Excerpt section start

Bulawayo Prisoners Go Without Food

BULAWAYO, October 30 2008 - Bulawayo prisoners have been going without meals since October 24 and relatives have since been asked to bring food.

Prison officers at Khami and Grey’s Prison in the city told RadioVOP that relatives were being encouraged to bring food three times a day.

The prison officers said Zimbabwe Prison Services (ZPS) had since recruited public relations personnel to mann gates at Khami and Grey’s prisons during visiting hours, advising relatives to bring food for their loved ones. The public relations officers were sometimes reported to turn away visitors who would not have brought food.

Seven inmates at Mutimurefu prison in Masvingo died of hunger related diseases, in August.

A report released by the Zimbabwe Association for Crime Prevention and Rehabilitation of the Offender (ZACRO) recently revealed that at least two inmates die everyday due to hunger and disease at two of Zimbabwe’s biggest jails.

ZACRO said conditions in prisons across the country had deteriorated over the years with the Zimbabwe Prison Service (ZPS) out of cash to buy drugs to treat HIV/AIDS and tuberculosis, rampant in jails because of overcrowding.

ZACRO said the ZPS  had no money to buy enough food for inmates and in some cases even failed to raise cash to pay for pauper burials for those who succumb to disease and hunger in jail.

Excerpt section end

**What you need to do**
1/ For the article on Bulawayo prisoners going without food, state whether each statement agrees with it, answering yes or no and quoting the deciding words: (a) Relatives are being encouraged to bring food three times a day. (b) The seven inmates at Mutimurefu prison died in October. (c) The Zimbabwe Prison Service had money to buy drugs for tuberculosis.
2/ Resume the article on Bulawayo prisoners going without food, picking up right after its final sentence.
The lines that come after this article are separate material and have no connection to it.

Dataset excerpts section start

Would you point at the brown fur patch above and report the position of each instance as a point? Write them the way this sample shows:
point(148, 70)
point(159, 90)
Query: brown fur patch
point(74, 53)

Dataset excerpts section end

**Responses for each task**
1/
(a) Yes: "relatives were being encouraged to bring food three times a day."
(b) No: "Seven inmates at Mutimurefu prison in Masvingo died of hunger related diseases, in August."
(c) No: "the Zimbabwe Prison Service (ZPS) out of cash to buy drugs to treat HIV/AIDS and tuberculosis"

2/
A survey of the country’s 55 prisons carried out by ZACRO this year, showed that the jails were holding a total of 35 000 prisoners, more than double their designed carrying capacity of 17 000 inmates.

ZACRO indicated that an amnesty granted to some categories of prisoners by President Robert Mugabe in June appeared to have had little impact on the inmate overload.

The organisation said an outbreak of pellagra disease in 2007 killed at least 23 inmates at the notorious Chikurubi Maximum Security prison.

Pellagra is a vitamin deficiency disease caused by shortage of vitamin B3 and protein.

A parliamentary committee that toured Chikurubi and other prisons in

2006 was shocked to find inmates clad in torn, dirty uniforms and crammed into overcrowded cells with filthy; overflowing toilets that had not been flushed for weeks as water had been cut off due to unpaid bills.

The committee said in a report that the conditions in prisons were inhuman.